→ **Exercise goal**
The lines to copy run from the one containing "Objective — for every instance of the row" to the end of the records below; repeat them exactly and include nothing else.
::: Dataset entries :::
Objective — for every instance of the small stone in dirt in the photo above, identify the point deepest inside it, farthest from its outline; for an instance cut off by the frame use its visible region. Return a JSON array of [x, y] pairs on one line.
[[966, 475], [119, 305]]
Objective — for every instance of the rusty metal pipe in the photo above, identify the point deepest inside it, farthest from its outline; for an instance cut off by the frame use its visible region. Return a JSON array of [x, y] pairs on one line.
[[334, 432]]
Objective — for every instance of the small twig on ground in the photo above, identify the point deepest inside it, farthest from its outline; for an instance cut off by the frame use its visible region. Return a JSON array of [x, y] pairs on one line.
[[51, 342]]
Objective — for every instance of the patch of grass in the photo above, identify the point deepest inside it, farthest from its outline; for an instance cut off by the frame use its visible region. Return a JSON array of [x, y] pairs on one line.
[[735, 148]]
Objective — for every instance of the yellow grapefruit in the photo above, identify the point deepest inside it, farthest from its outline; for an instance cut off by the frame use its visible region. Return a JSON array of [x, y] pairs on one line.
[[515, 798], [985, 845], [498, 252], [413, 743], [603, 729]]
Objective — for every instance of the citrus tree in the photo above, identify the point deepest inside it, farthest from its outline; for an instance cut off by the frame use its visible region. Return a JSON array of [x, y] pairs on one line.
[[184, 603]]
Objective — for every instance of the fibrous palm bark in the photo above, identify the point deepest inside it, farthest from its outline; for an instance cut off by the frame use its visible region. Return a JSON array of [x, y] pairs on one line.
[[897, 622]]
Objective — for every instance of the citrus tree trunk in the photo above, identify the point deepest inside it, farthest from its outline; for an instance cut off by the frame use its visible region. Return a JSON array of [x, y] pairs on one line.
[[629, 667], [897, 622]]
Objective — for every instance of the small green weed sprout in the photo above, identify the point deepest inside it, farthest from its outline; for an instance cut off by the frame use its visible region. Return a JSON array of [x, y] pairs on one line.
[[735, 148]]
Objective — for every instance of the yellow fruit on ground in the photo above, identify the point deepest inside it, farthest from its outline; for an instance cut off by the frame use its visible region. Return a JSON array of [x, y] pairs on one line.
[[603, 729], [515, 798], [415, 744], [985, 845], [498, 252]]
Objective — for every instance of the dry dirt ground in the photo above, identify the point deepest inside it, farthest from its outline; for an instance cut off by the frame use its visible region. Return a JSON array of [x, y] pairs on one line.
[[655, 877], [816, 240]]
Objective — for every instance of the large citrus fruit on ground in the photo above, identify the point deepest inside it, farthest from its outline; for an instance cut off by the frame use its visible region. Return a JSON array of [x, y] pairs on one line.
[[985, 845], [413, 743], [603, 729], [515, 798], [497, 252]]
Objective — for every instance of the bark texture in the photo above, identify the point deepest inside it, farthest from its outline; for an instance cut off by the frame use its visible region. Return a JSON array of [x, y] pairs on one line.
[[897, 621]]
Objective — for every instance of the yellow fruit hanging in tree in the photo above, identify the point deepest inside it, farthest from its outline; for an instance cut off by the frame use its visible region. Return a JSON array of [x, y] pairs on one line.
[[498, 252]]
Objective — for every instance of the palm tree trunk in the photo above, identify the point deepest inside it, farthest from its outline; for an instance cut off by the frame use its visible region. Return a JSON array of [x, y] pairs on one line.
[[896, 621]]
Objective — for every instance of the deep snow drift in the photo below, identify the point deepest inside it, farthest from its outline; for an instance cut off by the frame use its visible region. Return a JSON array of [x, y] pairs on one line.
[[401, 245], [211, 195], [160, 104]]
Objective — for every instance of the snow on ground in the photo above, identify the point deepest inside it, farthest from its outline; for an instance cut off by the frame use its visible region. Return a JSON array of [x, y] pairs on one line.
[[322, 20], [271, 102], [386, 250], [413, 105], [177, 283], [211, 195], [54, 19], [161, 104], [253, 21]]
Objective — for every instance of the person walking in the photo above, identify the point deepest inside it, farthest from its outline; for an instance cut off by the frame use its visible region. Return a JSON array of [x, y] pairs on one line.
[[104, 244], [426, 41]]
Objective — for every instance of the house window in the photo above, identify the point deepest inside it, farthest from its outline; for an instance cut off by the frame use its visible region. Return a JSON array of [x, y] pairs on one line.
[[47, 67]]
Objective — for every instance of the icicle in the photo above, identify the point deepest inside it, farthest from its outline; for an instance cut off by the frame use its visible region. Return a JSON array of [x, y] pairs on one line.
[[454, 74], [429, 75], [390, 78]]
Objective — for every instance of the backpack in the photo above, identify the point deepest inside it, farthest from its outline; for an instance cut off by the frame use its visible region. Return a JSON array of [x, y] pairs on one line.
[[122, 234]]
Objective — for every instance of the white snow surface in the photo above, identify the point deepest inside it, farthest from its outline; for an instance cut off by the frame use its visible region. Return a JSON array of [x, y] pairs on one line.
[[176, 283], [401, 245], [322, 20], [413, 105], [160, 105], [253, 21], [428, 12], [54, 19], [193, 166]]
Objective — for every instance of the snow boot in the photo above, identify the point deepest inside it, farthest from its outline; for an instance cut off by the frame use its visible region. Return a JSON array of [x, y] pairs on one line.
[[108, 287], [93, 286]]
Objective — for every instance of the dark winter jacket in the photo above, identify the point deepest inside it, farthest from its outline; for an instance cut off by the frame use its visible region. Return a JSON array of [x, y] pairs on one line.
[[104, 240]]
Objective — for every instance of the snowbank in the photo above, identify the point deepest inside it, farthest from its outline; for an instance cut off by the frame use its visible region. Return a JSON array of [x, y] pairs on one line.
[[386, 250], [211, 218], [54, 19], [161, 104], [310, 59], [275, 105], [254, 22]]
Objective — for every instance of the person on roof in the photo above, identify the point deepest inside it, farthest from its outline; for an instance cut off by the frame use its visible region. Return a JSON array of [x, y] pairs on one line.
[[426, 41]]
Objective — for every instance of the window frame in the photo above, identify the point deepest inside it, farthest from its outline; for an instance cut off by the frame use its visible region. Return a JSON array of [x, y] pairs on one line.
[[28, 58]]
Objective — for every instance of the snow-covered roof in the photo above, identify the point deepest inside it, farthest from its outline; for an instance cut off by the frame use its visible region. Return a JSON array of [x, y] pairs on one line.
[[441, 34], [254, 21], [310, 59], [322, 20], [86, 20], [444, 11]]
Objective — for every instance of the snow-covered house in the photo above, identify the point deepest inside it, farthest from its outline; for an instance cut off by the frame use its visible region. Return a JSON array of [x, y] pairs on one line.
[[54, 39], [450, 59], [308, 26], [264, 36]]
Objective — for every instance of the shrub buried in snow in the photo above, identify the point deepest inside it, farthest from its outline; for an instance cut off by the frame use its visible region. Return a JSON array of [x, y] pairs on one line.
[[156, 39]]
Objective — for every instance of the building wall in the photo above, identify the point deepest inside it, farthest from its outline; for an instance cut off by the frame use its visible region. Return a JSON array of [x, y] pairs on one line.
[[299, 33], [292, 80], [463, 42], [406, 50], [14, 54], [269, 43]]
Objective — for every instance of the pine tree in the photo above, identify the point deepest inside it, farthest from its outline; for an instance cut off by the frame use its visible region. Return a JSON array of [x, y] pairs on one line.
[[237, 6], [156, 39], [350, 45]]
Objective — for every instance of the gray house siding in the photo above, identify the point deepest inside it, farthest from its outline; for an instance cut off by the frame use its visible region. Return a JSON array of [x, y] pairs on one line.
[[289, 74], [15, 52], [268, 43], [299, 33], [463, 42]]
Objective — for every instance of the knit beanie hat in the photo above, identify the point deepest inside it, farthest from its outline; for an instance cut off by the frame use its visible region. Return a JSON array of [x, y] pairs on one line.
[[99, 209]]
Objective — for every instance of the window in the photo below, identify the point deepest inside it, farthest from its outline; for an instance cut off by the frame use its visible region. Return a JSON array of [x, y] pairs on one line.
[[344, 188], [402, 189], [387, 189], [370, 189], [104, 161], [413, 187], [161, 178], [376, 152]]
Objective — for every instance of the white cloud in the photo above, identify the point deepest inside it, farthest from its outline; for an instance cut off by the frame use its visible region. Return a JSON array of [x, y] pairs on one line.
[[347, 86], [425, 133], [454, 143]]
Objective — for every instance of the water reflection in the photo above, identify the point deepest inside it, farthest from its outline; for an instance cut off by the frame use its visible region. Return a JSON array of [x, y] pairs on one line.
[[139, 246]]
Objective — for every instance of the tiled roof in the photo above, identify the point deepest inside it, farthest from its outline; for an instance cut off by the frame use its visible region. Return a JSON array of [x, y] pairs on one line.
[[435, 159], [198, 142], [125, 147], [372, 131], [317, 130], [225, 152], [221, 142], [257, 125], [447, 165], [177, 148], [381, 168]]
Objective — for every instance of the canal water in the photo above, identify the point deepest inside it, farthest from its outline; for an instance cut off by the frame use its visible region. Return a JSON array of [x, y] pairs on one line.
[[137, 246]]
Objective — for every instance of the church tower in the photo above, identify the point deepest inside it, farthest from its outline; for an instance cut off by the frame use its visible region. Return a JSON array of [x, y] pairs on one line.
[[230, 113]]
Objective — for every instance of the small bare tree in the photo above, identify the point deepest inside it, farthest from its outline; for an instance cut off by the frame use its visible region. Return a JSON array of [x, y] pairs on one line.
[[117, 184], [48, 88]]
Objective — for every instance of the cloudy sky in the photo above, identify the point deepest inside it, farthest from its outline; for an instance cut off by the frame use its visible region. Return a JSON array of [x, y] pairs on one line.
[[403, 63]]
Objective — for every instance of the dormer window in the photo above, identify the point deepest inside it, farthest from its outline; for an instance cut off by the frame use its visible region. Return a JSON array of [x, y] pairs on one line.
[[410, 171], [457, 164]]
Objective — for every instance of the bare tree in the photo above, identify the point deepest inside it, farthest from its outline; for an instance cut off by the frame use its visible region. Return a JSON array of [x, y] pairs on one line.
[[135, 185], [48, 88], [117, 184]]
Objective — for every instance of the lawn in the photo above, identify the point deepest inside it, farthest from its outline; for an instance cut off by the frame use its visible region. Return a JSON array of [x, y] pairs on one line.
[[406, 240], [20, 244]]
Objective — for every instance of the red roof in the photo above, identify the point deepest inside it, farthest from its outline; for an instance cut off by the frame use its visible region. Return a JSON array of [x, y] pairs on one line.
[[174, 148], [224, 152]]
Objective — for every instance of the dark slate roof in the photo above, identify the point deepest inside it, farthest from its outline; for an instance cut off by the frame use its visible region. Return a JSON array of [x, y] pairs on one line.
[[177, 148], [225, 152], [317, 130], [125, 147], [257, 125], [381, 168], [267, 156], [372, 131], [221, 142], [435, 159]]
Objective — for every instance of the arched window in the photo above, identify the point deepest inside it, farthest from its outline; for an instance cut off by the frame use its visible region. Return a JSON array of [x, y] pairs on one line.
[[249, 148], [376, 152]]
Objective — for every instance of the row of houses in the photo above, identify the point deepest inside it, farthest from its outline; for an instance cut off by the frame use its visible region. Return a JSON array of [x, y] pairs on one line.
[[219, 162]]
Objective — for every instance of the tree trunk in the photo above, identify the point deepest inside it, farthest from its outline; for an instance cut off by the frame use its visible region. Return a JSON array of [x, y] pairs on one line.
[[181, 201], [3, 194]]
:::
→ **Response**
Objective — for every instance of the row of houses in the photo above, identify the point deepest inside it, farthest from its outline; for an instance cut off by the frame use its visible region. Return a JSON array of [x, y] pairs on one line.
[[219, 162]]
Objective — for every instance of the tree trunk in the photo above, identify the point deepest inside it, farthest from its outline; for an instance cut off by the frame use its visible region. Return a JSON array of [x, y] pairs on one line.
[[181, 201], [3, 194]]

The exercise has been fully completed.